━━━ Records provided ━━━

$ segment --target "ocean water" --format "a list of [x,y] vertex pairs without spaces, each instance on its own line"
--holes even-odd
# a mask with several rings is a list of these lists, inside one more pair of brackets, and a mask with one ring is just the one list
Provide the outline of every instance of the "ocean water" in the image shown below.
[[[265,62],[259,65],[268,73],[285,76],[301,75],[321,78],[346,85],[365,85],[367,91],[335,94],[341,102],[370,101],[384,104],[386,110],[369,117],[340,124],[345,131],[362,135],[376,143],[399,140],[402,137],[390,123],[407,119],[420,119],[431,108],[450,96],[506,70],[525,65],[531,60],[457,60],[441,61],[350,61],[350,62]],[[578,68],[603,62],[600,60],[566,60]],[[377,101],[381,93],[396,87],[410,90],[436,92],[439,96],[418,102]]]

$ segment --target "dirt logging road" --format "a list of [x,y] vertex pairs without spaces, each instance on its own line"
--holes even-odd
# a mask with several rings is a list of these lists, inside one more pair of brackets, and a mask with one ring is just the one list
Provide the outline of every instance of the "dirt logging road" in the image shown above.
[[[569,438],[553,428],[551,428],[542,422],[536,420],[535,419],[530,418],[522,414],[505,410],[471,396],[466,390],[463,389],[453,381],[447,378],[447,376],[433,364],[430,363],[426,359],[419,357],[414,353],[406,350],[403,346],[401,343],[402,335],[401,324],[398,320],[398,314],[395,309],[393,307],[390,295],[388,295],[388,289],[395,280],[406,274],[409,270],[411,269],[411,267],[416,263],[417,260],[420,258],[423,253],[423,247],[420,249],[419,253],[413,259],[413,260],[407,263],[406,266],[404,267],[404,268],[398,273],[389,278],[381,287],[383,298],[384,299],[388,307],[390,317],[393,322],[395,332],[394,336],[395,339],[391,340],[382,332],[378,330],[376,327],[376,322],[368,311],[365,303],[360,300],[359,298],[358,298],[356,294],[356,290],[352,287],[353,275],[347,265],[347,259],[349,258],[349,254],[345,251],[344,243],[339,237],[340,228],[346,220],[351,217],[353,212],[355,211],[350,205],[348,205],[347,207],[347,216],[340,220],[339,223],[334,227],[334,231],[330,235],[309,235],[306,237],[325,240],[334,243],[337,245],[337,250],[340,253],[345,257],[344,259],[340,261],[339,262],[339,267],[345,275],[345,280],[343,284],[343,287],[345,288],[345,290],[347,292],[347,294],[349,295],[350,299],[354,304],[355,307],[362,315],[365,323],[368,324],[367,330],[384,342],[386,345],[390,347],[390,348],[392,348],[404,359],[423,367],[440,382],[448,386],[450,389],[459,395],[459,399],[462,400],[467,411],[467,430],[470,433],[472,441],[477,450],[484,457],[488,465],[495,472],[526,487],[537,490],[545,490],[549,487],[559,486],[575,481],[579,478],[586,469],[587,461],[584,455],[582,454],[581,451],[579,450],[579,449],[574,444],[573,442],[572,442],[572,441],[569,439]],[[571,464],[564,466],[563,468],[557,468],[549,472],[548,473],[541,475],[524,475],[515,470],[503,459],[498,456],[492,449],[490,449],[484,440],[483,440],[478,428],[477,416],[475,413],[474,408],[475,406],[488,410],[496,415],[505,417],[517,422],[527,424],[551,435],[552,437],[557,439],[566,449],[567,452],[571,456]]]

━━━

### Requirement
Reproduce all of the data above verbatim, line for line.

### Task response
$ segment --target "ocean water" --format "a list of [x,y] vertex pairs without spaces, each instance on its own line"
--holes even-odd
# a mask with several rings is a list of these lists, inside one more pair of brackets, and a mask with one ring is just the one list
Provide the outline of every instance of the "ocean water" in the image shown below.
[[[265,62],[259,65],[268,73],[285,76],[301,75],[321,78],[346,85],[365,85],[367,91],[335,94],[341,102],[370,101],[384,104],[386,110],[369,117],[340,124],[345,131],[362,135],[376,143],[399,140],[402,137],[390,123],[407,119],[420,119],[431,108],[450,96],[506,70],[525,65],[531,60],[457,60],[441,61],[350,61],[350,62]],[[578,68],[603,62],[600,60],[566,60]],[[377,101],[381,93],[396,87],[410,90],[436,92],[439,96],[418,102]]]

$ segment --target "dirt logging road" --format "a list of [x,y] vertex pairs without spaces, each instance on its own line"
--holes even-odd
# a mask with several rings is a list of these lists, inside one more pair of brackets, and a mask with one ring is just the one list
Provide the outline of every instance of the "dirt logging road" in the image shown above.
[[[569,438],[553,428],[551,428],[542,422],[536,420],[535,419],[530,418],[522,414],[505,410],[471,396],[466,390],[463,389],[453,381],[447,378],[447,376],[433,364],[430,363],[426,359],[419,357],[414,353],[406,350],[403,346],[401,343],[402,335],[401,324],[398,320],[398,314],[395,309],[393,307],[390,295],[388,295],[388,289],[395,280],[406,274],[409,270],[411,269],[411,267],[416,263],[417,260],[420,258],[423,253],[423,247],[420,249],[419,253],[413,259],[413,260],[407,263],[406,266],[404,267],[404,268],[398,273],[389,278],[381,287],[383,298],[384,299],[388,307],[390,317],[393,322],[395,332],[394,336],[395,339],[391,340],[382,332],[378,330],[376,327],[376,322],[368,311],[365,303],[360,300],[359,298],[358,298],[356,294],[356,290],[352,287],[353,275],[347,265],[347,259],[349,258],[349,254],[345,251],[344,243],[339,237],[340,228],[346,220],[351,217],[353,212],[355,211],[350,205],[348,205],[347,207],[347,216],[340,220],[339,223],[334,227],[334,231],[330,235],[309,235],[306,237],[325,240],[334,243],[337,245],[337,250],[340,253],[345,257],[344,259],[340,261],[339,262],[339,267],[345,275],[345,280],[343,284],[343,287],[345,288],[345,290],[347,292],[347,294],[349,295],[350,299],[354,304],[355,307],[362,315],[365,323],[368,324],[367,330],[384,342],[386,345],[390,347],[390,348],[392,348],[404,359],[423,367],[440,382],[448,386],[450,389],[459,395],[459,399],[462,400],[467,411],[467,430],[470,433],[472,441],[477,450],[484,457],[488,465],[495,472],[526,487],[537,490],[545,490],[549,487],[559,486],[575,481],[579,478],[586,469],[587,461],[584,455],[582,454],[581,451],[579,450],[579,449],[574,444],[573,442],[572,442],[572,441],[569,439]],[[571,464],[564,466],[563,468],[557,468],[549,472],[548,473],[541,475],[524,475],[515,470],[503,459],[498,456],[492,449],[490,449],[484,440],[483,440],[478,428],[477,416],[475,413],[474,408],[475,406],[488,410],[496,415],[505,417],[517,422],[527,424],[551,435],[552,437],[557,439],[566,449],[567,452],[571,456]]]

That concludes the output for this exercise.